### Task requirements
1. Which foods does the first comment in the blog comments name as things the writer cooks on the camp stove? List all of them.
2. Can you set down the part of the blog comments word for word, starting at "I typically do" and ending at "fruit really well."?

### Provided text
========
I typically do not eat freeze-dried "camping" food when hiking or camping, especially if I have my motorcycle nearby and thus have access to its fuel and paniers (I have a camp stove that'll run off normal unleaded gasoline) for cooking things like rice pilaf with Spam or couscous with hard salami or tuna and ramen (a favorite for backpacking especially, due to the new foil-pouched tuna). Life is too short to bolt down nasty-tasting "food" items. I think the only people who can tolerate the freeze-dried crap are the same people who buy Totino's Party Pizza...

1:01 PM  
Blogger J. Goff said...

Hey, thanks for the advice, MB. We ended up going to the doctor today, and it turns out she probably got some e coli poisoning from some fruit. We buy at a local farmer's market a lot, and there is a problem if you don't wash the fruit really well.
========
### Entries supplied

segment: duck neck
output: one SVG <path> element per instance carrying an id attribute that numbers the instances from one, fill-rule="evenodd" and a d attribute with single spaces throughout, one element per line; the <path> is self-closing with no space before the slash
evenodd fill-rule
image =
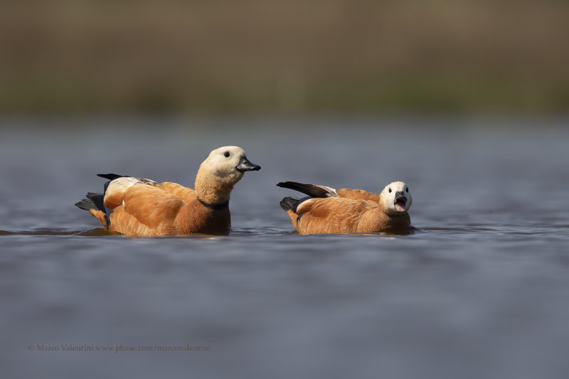
<path id="1" fill-rule="evenodd" d="M 210 206 L 226 205 L 233 189 L 233 183 L 204 172 L 202 169 L 196 177 L 196 194 L 203 204 Z"/>

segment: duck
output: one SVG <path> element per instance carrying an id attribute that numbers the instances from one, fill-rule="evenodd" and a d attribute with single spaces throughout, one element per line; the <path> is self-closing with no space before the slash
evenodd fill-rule
<path id="1" fill-rule="evenodd" d="M 307 195 L 302 198 L 285 197 L 280 202 L 298 234 L 405 235 L 415 230 L 408 212 L 413 198 L 409 186 L 403 181 L 388 184 L 379 195 L 294 181 L 277 186 Z"/>
<path id="2" fill-rule="evenodd" d="M 239 146 L 212 151 L 200 166 L 195 189 L 144 178 L 100 174 L 104 192 L 87 193 L 75 203 L 103 228 L 129 236 L 227 235 L 231 228 L 229 198 L 245 173 L 260 170 Z M 107 211 L 107 208 L 112 212 Z"/>

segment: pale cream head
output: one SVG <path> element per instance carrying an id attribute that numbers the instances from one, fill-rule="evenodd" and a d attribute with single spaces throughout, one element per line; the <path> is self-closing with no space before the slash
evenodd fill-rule
<path id="1" fill-rule="evenodd" d="M 405 213 L 411 208 L 413 201 L 409 186 L 403 181 L 394 181 L 385 186 L 380 197 L 385 213 L 390 215 Z"/>
<path id="2" fill-rule="evenodd" d="M 198 196 L 208 202 L 229 200 L 233 186 L 245 171 L 260 170 L 247 159 L 245 151 L 236 146 L 225 146 L 211 151 L 200 166 L 196 178 Z"/>

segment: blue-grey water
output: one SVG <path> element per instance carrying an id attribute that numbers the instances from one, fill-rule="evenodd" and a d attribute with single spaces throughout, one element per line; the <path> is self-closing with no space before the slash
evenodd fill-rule
<path id="1" fill-rule="evenodd" d="M 566 119 L 0 126 L 3 378 L 569 375 Z M 227 144 L 262 166 L 235 186 L 228 236 L 105 235 L 73 205 L 98 173 L 193 186 Z M 284 180 L 405 181 L 420 230 L 293 234 Z M 159 351 L 188 346 L 208 351 Z"/>

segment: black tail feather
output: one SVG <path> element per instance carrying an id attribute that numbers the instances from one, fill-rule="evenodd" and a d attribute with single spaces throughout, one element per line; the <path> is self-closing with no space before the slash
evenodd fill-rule
<path id="1" fill-rule="evenodd" d="M 75 203 L 75 206 L 87 210 L 87 212 L 92 209 L 97 209 L 102 210 L 105 213 L 105 219 L 107 221 L 107 227 L 111 224 L 110 218 L 105 208 L 105 196 L 102 193 L 95 193 L 94 192 L 89 192 L 87 193 L 87 198 L 84 198 L 81 201 Z"/>
<path id="2" fill-rule="evenodd" d="M 287 196 L 283 198 L 281 202 L 280 203 L 280 208 L 284 209 L 284 210 L 288 210 L 289 209 L 292 210 L 293 212 L 295 213 L 297 213 L 297 207 L 300 203 L 300 199 L 298 198 L 293 198 L 292 196 Z"/>
<path id="3" fill-rule="evenodd" d="M 102 210 L 105 213 L 107 210 L 105 208 L 105 196 L 102 193 L 95 193 L 89 192 L 87 193 L 87 198 L 90 200 L 99 210 Z"/>
<path id="4" fill-rule="evenodd" d="M 110 181 L 114 181 L 115 179 L 118 179 L 119 178 L 124 178 L 125 176 L 128 176 L 127 175 L 117 175 L 116 174 L 97 174 L 97 176 L 100 176 L 101 178 L 105 178 L 105 179 L 109 179 Z"/>
<path id="5" fill-rule="evenodd" d="M 277 186 L 282 187 L 283 188 L 290 188 L 297 191 L 313 198 L 327 198 L 330 193 L 327 190 L 319 187 L 318 186 L 314 186 L 314 184 L 303 184 L 296 181 L 282 181 L 277 183 Z"/>

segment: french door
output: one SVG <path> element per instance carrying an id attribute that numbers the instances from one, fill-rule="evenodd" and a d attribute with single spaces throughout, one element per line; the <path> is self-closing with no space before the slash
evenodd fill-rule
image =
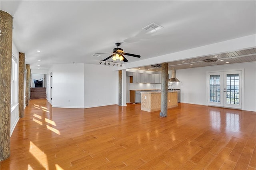
<path id="1" fill-rule="evenodd" d="M 208 73 L 208 105 L 242 109 L 242 71 Z"/>

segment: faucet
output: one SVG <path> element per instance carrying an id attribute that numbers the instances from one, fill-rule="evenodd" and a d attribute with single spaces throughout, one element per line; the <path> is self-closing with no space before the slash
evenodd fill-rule
<path id="1" fill-rule="evenodd" d="M 172 85 L 170 84 L 170 85 L 169 85 L 168 86 L 168 89 L 169 89 L 169 87 L 170 86 L 171 86 L 171 87 L 172 87 L 172 88 L 171 88 L 171 91 L 173 91 L 173 89 L 172 89 Z"/>

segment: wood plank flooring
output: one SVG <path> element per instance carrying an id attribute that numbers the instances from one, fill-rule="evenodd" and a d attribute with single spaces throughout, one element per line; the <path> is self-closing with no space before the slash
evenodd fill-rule
<path id="1" fill-rule="evenodd" d="M 2 170 L 256 169 L 256 113 L 180 103 L 86 109 L 30 101 Z"/>

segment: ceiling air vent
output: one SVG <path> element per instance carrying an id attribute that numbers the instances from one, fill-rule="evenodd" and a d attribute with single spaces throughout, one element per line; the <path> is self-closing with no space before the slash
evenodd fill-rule
<path id="1" fill-rule="evenodd" d="M 218 59 L 206 59 L 204 60 L 204 61 L 206 63 L 212 63 L 213 62 L 216 62 L 217 61 Z"/>
<path id="2" fill-rule="evenodd" d="M 158 24 L 153 22 L 144 27 L 143 28 L 142 28 L 142 30 L 148 32 L 150 31 L 150 32 L 153 32 L 162 28 L 163 27 L 160 26 Z"/>
<path id="3" fill-rule="evenodd" d="M 154 65 L 151 65 L 151 67 L 162 67 L 162 64 L 155 64 Z"/>

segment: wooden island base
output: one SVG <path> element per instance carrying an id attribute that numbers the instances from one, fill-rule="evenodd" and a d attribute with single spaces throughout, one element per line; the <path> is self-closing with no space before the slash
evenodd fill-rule
<path id="1" fill-rule="evenodd" d="M 152 112 L 161 110 L 161 92 L 141 92 L 141 109 Z M 168 108 L 178 106 L 177 92 L 168 92 Z"/>

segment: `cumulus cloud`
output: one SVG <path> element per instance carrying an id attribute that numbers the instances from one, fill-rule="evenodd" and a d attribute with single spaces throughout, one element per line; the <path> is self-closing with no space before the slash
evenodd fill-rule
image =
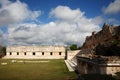
<path id="1" fill-rule="evenodd" d="M 9 45 L 70 45 L 74 43 L 81 46 L 86 36 L 91 35 L 92 31 L 100 30 L 100 27 L 94 24 L 92 19 L 86 18 L 80 9 L 73 10 L 67 6 L 58 6 L 51 10 L 51 15 L 57 18 L 56 21 L 45 24 L 10 25 L 6 35 Z"/>
<path id="2" fill-rule="evenodd" d="M 105 14 L 116 14 L 120 12 L 120 0 L 111 2 L 107 7 L 103 8 Z"/>
<path id="3" fill-rule="evenodd" d="M 54 16 L 62 20 L 73 20 L 78 17 L 82 17 L 83 15 L 84 12 L 81 12 L 79 9 L 72 10 L 67 6 L 58 6 L 50 12 L 50 16 Z"/>
<path id="4" fill-rule="evenodd" d="M 40 16 L 41 11 L 32 11 L 27 4 L 17 0 L 0 0 L 0 25 L 7 25 L 22 22 L 25 20 L 35 20 Z"/>

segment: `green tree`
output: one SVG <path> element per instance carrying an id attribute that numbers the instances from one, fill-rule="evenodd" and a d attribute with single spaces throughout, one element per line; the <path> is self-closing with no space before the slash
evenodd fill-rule
<path id="1" fill-rule="evenodd" d="M 70 50 L 78 50 L 77 45 L 76 44 L 72 44 L 70 46 Z"/>

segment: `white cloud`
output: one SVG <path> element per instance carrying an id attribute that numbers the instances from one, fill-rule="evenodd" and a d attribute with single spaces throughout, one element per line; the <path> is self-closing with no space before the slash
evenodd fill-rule
<path id="1" fill-rule="evenodd" d="M 59 7 L 64 9 L 63 14 L 60 14 Z M 64 16 L 65 12 L 69 12 L 72 17 Z M 58 6 L 50 13 L 54 13 L 53 16 L 57 17 L 56 21 L 42 25 L 24 23 L 8 27 L 9 45 L 69 45 L 74 43 L 80 46 L 92 31 L 100 30 L 100 27 L 94 24 L 92 19 L 86 18 L 80 9 L 72 10 L 67 6 Z"/>
<path id="2" fill-rule="evenodd" d="M 120 12 L 120 0 L 111 2 L 106 8 L 103 8 L 105 14 L 116 14 Z"/>
<path id="3" fill-rule="evenodd" d="M 0 0 L 0 25 L 19 23 L 24 20 L 35 20 L 41 11 L 31 11 L 27 4 L 17 0 Z"/>
<path id="4" fill-rule="evenodd" d="M 79 9 L 72 10 L 67 6 L 58 6 L 50 12 L 50 16 L 54 16 L 62 20 L 73 20 L 77 17 L 82 17 L 83 15 L 84 12 L 81 12 Z"/>

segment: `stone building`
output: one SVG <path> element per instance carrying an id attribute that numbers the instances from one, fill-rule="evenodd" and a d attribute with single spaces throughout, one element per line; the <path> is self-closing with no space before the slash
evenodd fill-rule
<path id="1" fill-rule="evenodd" d="M 4 58 L 18 59 L 64 59 L 64 46 L 11 46 L 6 49 Z"/>

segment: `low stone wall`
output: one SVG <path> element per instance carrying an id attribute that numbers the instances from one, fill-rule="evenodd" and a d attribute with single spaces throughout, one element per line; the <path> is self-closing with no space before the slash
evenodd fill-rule
<path id="1" fill-rule="evenodd" d="M 120 72 L 120 63 L 97 63 L 89 58 L 77 56 L 78 71 L 81 74 L 112 74 Z"/>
========
### Replies
1. rice pilaf, Spam, couscous, hard salami, tuna, ramen

2.
I typically do not eat freeze-dried "camping" food when hiking or camping, especially if I have my motorcycle nearby and thus have access to its fuel and paniers (I have a camp stove that'll run off normal unleaded gasoline) for cooking things like rice pilaf with Spam or couscous with hard salami or tuna and ramen (a favorite for backpacking especially, due to the new foil-pouched tuna). Life is too short to bolt down nasty-tasting "food" items. I think the only people who can tolerate the freeze-dried crap are the same people who buy Totino's Party Pizza...

1:01 PM  
Blogger J. Goff said...

Hey, thanks for the advice, MB. We ended up going to the doctor today, and it turns out she probably got some e coli poisoning from some fruit. We buy at a local farmer's market a lot, and there is a problem if you don't wash the fruit really well.